▸ **Aim of the exercise**
All of the material should be reproduced exactly, with pictures left out.

▸ **Input**
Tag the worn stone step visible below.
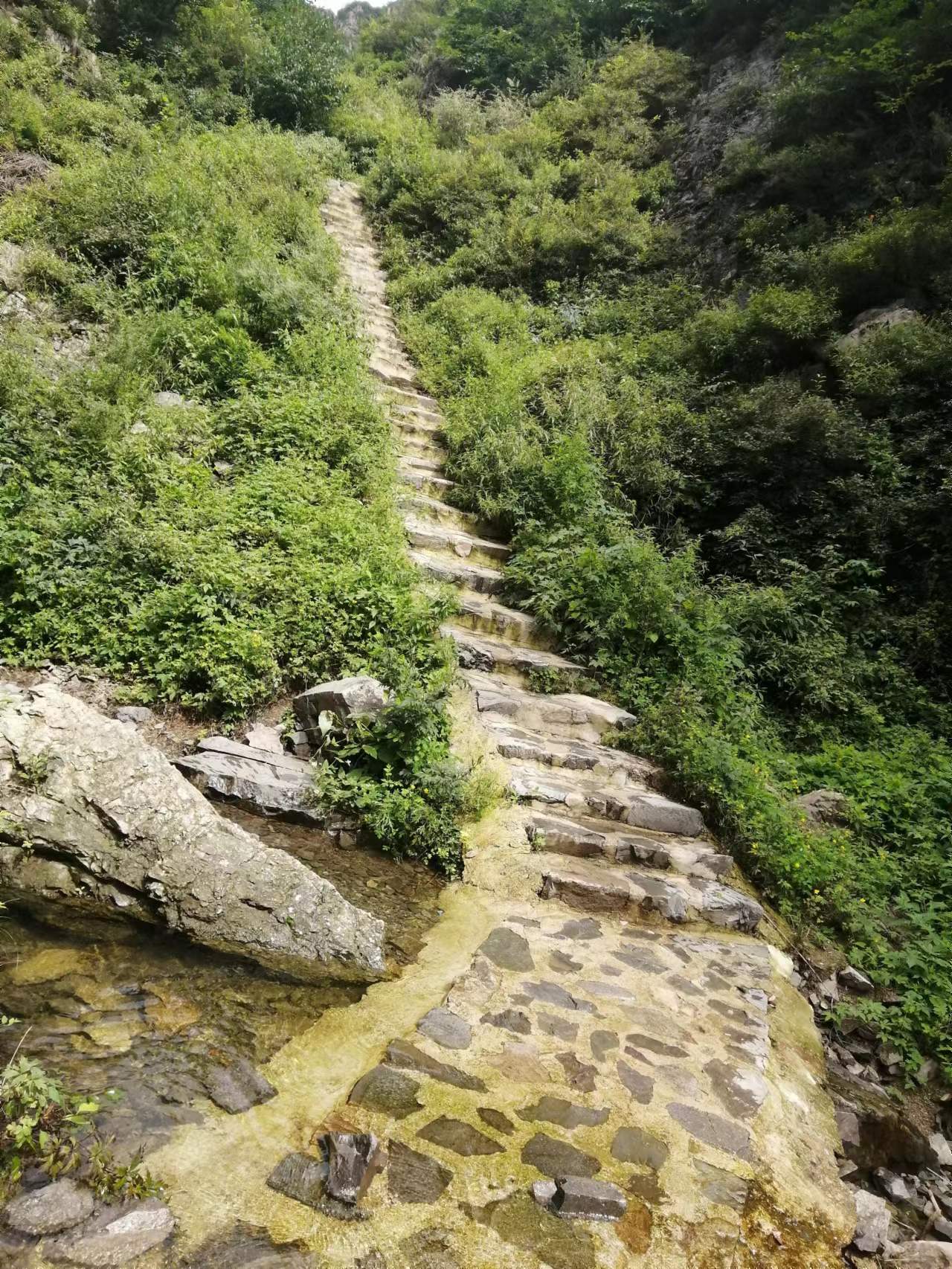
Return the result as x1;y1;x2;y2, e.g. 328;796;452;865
390;410;443;444
537;854;764;934
509;762;704;838
454;591;543;651
526;811;733;881
391;402;446;431
487;719;660;786
396;490;489;537
397;429;447;463
400;454;443;476
370;356;416;385
404;515;510;562
397;460;456;498
364;316;396;345
386;388;440;414
440;622;582;683
409;550;503;595
370;342;416;369
463;666;636;741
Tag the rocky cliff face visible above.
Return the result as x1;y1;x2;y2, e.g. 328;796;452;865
0;685;383;981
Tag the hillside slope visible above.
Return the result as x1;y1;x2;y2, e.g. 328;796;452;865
334;0;952;1070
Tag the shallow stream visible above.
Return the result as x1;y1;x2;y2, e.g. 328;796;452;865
0;807;442;1159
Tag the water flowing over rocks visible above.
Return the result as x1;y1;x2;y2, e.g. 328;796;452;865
0;687;383;981
1;183;888;1269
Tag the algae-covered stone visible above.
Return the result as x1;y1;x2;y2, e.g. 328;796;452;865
0;685;383;982
416;1116;503;1157
612;1128;668;1172
43;1199;176;1269
348;1066;422;1119
521;1132;602;1176
4;1176;95;1237
480;925;536;972
387;1141;453;1203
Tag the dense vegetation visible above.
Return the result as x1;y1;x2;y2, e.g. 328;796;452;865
334;0;952;1070
0;0;492;872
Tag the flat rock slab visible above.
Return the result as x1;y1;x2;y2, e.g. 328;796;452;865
203;1057;275;1114
43;1199;176;1269
4;1176;95;1237
337;904;853;1269
0;685;383;982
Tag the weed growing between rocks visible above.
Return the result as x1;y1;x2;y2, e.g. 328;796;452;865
0;1035;161;1199
315;663;500;877
0;16;438;719
335;0;952;1073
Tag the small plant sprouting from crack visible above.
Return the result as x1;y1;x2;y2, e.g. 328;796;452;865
16;749;50;793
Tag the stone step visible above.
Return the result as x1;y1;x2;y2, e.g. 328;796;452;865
391;402;446;431
400;454;443;476
370;331;416;369
463;666;636;741
409;550;503;595
454;591;543;649
526;811;733;881
396;429;447;463
487;719;661;787
397;490;487;536
386;388;440;414
509;762;706;838
404;515;510;561
397;462;456;498
390;410;443;444
536;854;764;934
440;622;582;683
370;356;416;385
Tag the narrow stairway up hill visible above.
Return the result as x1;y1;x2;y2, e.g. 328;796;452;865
139;181;855;1269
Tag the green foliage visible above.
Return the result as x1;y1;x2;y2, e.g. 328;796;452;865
249;0;343;132
0;30;438;717
335;0;952;1068
0;1050;161;1198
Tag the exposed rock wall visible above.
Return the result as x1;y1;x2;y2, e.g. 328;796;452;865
0;685;383;981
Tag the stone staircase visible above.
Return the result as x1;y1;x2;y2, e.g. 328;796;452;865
129;184;857;1269
324;181;763;931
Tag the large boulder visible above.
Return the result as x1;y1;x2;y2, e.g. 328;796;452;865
837;300;919;349
295;674;388;739
794;789;849;829
0;684;383;981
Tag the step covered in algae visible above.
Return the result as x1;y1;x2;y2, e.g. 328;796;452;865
166;905;855;1269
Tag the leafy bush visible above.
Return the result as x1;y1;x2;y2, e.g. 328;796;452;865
315;665;498;876
0;1050;161;1198
339;0;952;1070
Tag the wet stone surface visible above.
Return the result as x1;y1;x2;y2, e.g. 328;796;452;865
387;1141;453;1203
416;1116;503;1157
321;893;835;1269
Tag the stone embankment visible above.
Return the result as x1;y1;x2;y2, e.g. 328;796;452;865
0;684;383;982
138;184;857;1269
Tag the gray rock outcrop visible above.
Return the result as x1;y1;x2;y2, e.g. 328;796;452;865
794;789;849;829
0;684;383;981
295;674;387;739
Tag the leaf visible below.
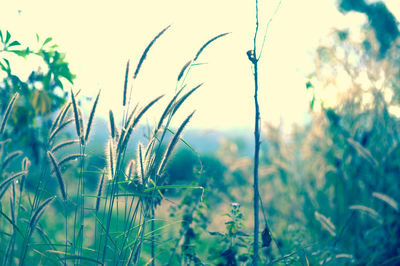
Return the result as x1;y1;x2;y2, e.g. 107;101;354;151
8;41;21;47
4;31;11;44
261;225;272;247
42;37;53;46
349;205;382;223
314;212;336;236
347;138;379;167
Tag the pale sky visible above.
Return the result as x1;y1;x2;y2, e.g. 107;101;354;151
0;0;400;129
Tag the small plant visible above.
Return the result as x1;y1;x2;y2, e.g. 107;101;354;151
209;203;252;266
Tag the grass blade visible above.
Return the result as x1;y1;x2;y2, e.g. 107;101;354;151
85;91;101;142
47;151;67;200
193;32;229;62
0;92;19;134
157;112;194;175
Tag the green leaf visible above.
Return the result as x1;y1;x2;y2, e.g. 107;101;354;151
4;31;11;44
42;37;53;46
8;41;21;47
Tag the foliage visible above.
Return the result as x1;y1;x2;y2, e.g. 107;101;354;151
0;30;75;163
0;27;228;265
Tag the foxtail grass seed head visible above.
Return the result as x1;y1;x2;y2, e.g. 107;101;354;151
47;151;67;201
122;60;129;106
105;138;117;180
78;106;85;145
0;92;19;134
85;91;101;142
125;159;136;183
29;196;55;234
96;173;105;212
71;90;81;141
109;110;116;139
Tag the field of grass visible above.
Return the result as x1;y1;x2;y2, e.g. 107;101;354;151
0;3;400;265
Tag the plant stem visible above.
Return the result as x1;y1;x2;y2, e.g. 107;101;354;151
249;0;260;266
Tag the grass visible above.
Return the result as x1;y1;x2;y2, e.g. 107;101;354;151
0;26;226;265
0;9;400;265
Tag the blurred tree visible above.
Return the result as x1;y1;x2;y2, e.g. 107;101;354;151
338;0;400;59
0;30;75;163
300;7;400;265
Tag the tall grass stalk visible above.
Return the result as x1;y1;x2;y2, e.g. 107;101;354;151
247;0;282;266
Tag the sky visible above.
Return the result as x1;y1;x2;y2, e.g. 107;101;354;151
0;0;400;129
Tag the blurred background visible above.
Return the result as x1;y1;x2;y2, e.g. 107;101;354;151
0;0;400;265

▸ **Solution for this exercise**
Tag the worn stone step visible below.
Return the result as x1;y1;x2;y2, e.g. 328;796;452;865
390;410;443;444
537;854;764;934
509;762;704;838
454;591;543;651
526;811;733;881
391;402;446;431
487;719;660;786
396;490;489;537
397;429;447;463
400;454;443;476
370;356;416;385
404;515;510;562
397;460;456;498
364;316;396;345
386;388;440;414
440;622;582;683
409;550;503;595
370;342;416;369
463;666;636;741
Tag the rocky cliff face visible above.
Return the result as x1;y1;x2;y2, e.g. 328;796;452;865
0;685;383;981
Tag the hillside slope visible above.
Return the result as x1;y1;x2;y2, e.g. 328;796;452;865
334;0;952;1070
Tag the shallow stream visible above.
Return the result as x1;y1;x2;y2, e.g. 328;796;452;865
0;807;442;1159
Tag the water flowing over rocks visible above.
Return the result as x1;y1;x2;y2, e.g. 328;796;452;865
0;687;383;981
1;183;888;1269
Tag the algae-covered stone visible above.
Return the result as x1;y1;x2;y2, e.g. 328;796;452;865
0;685;383;982
416;1116;503;1157
612;1128;668;1172
43;1199;176;1269
348;1066;422;1119
521;1132;602;1176
4;1176;95;1237
480;925;536;972
387;1141;453;1203
Tag the dense vegetation visible above.
Return the result as x1;y1;x2;y2, e.g. 328;796;452;865
334;0;952;1070
0;0;492;872
Tag the flat rock slab visible above.
Return the result as x1;y1;x2;y2, e.g. 328;796;452;865
203;1057;275;1114
43;1199;176;1269
4;1176;95;1237
337;904;853;1269
0;685;383;982
Tag the weed growing between rocks visible above.
Return the result as x1;y1;x2;y2, e.g. 328;796;452;865
0;1035;161;1199
315;663;500;877
0;16;438;719
335;0;952;1073
Tag the small plant sprouting from crack visible above.
Return the result as x1;y1;x2;y2, e.g. 328;796;452;865
16;749;50;793
Tag the stone step visible above.
Return the result as x1;y1;x2;y2, e.g. 328;796;452;865
391;402;446;431
400;454;443;476
370;331;416;369
463;666;636;741
409;550;503;595
454;591;543;649
526;811;733;881
396;429;447;463
487;719;661;787
397;490;487;536
386;388;440;414
509;762;706;838
404;515;510;561
397;462;456;498
390;410;443;444
536;854;764;934
440;622;582;683
370;356;416;385
Tag the narrow stairway up hill visible above.
Return the result as x1;y1;x2;y2, e.g. 328;796;452;865
139;181;855;1269
Tag the green foliage visible above.
Return the result as x1;y1;x2;y2, e.g. 328;796;452;865
249;0;343;132
0;30;438;717
335;0;952;1068
0;1050;161;1198
Tag the exposed rock wall visible above.
Return the result as x1;y1;x2;y2, e.g. 328;796;452;865
0;685;383;981
Tag the stone staircase visible above.
Return the result as x1;y1;x2;y2, e.g. 328;796;452;865
129;184;857;1269
324;181;763;931
Tag the large boulder visible above.
Return the result as x1;y1;x2;y2, e.g. 328;796;452;865
837;300;919;349
295;674;388;739
794;789;849;829
0;684;383;981
Tag the step covered in algae visible above.
Return the result as x1;y1;x2;y2, e.g. 328;796;452;865
166;905;855;1269
Tag the leafy bush visible above.
Return the result as x1;y1;x2;y2, e.g. 328;796;452;865
315;665;498;876
0;1050;161;1198
339;0;952;1070
Tag the wet stone surface visible above.
Return the result as x1;y1;x2;y2, e.g. 328;796;452;865
387;1141;453;1203
416;1116;503;1157
321;893;835;1269
Tag the stone embankment visible above.
Return the result as x1;y1;x2;y2, e.g. 328;796;452;865
0;684;383;982
138;184;857;1269
Tag the gray rock outcrop visible above.
Return the result as x1;y1;x2;y2, e.g. 328;796;452;865
794;789;849;829
0;684;383;981
295;674;387;739
Tag the leaf visible below.
Return the result as x1;y1;x2;y2, e.g. 107;101;354;151
8;41;21;47
4;31;11;44
261;225;272;247
42;37;53;46
349;205;382;223
314;212;336;236
347;138;379;167
Tag the pale sky visible above.
Return the result as x1;y1;x2;y2, e.g. 107;101;354;151
0;0;400;129
Tag the small plant visible above.
Return the result as x1;y1;x2;y2, e.g. 107;101;354;151
209;203;252;266
Tag the grass blade visible above.
Return the result as x1;y1;x2;y2, e.g. 107;101;354;151
85;91;101;142
47;151;67;200
193;32;229;62
0;92;19;134
157;112;194;175
Tag the green leaf visible above.
Return the result as x1;y1;x2;y2, e.g. 107;101;354;151
4;31;11;44
42;37;53;46
8;41;21;47
Tag the foliage visible above.
Return the result as x1;y1;x2;y2, e.g. 107;101;354;151
0;30;75;163
0;27;228;265
Tag the foxtail grass seed head visible above.
Return the result as x1;y1;x2;y2, e.g. 107;101;354;151
47;151;67;201
122;60;129;106
105;138;117;180
78;106;85;145
0;92;19;134
85;91;101;142
125;159;136;183
29;196;55;234
96;173;105;212
71;90;81;141
109;110;116;139
Tag the field of grass visible above.
Return the result as x1;y1;x2;y2, e.g. 107;101;354;151
0;3;400;265
Tag the plant stem visible above.
Return the result as x1;y1;x2;y2, e.g. 107;101;354;151
249;0;260;266
Tag the grass visible above.
Return the result as x1;y1;x2;y2, e.g. 107;101;354;151
0;26;226;265
0;9;400;265
Tag the blurred tree visible above.
Return the result as x1;y1;x2;y2, e.g. 107;101;354;151
338;0;400;59
0;30;75;163
300;7;400;265
Tag the tall grass stalk visible above.
Return the result as x1;y1;x2;y2, e.g. 107;101;354;151
247;0;282;266
Tag the sky visible above.
Return the result as x1;y1;x2;y2, e.g. 107;101;354;151
0;0;400;129
Tag the blurred background visible above.
Return the result as x1;y1;x2;y2, e.g. 107;101;354;151
0;0;400;265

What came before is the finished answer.